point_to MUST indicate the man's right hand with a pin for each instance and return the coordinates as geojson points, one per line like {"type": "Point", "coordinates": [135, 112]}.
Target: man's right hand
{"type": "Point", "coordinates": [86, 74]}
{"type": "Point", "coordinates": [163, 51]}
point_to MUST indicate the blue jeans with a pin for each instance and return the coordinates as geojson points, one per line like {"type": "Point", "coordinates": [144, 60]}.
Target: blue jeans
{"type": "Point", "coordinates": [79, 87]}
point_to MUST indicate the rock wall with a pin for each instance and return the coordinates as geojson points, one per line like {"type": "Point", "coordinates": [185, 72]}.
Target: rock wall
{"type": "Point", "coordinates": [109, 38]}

+---+

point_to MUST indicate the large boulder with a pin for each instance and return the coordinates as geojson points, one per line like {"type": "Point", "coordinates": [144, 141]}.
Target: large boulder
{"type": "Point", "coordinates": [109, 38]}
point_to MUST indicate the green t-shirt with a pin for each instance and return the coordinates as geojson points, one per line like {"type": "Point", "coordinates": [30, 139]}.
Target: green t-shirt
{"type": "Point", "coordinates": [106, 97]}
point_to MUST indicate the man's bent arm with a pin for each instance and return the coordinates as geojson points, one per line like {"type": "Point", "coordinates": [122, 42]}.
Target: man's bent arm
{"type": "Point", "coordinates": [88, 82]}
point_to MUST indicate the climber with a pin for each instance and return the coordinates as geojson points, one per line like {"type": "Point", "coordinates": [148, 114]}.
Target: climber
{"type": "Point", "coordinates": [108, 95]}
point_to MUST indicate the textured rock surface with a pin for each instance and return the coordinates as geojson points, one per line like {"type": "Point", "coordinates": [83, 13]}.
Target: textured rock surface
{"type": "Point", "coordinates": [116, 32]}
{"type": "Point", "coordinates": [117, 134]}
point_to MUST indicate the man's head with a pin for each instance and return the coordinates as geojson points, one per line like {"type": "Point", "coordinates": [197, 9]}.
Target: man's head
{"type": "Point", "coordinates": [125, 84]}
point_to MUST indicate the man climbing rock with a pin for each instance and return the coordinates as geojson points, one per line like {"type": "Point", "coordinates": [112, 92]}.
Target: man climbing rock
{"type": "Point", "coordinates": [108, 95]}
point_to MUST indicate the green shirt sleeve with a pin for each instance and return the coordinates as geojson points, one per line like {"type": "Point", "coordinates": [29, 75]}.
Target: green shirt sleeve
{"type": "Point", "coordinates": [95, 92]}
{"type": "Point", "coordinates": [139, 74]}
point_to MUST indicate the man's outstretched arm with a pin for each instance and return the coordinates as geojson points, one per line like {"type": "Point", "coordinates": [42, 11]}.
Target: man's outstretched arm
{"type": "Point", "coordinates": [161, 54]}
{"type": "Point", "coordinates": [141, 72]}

+---+

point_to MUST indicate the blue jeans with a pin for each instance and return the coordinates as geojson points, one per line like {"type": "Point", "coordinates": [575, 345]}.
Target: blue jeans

+---+

◆ Set exercise
Count how many lines in the records above contain the word "right". Reply with the number alone.

◆ Output for this exercise
2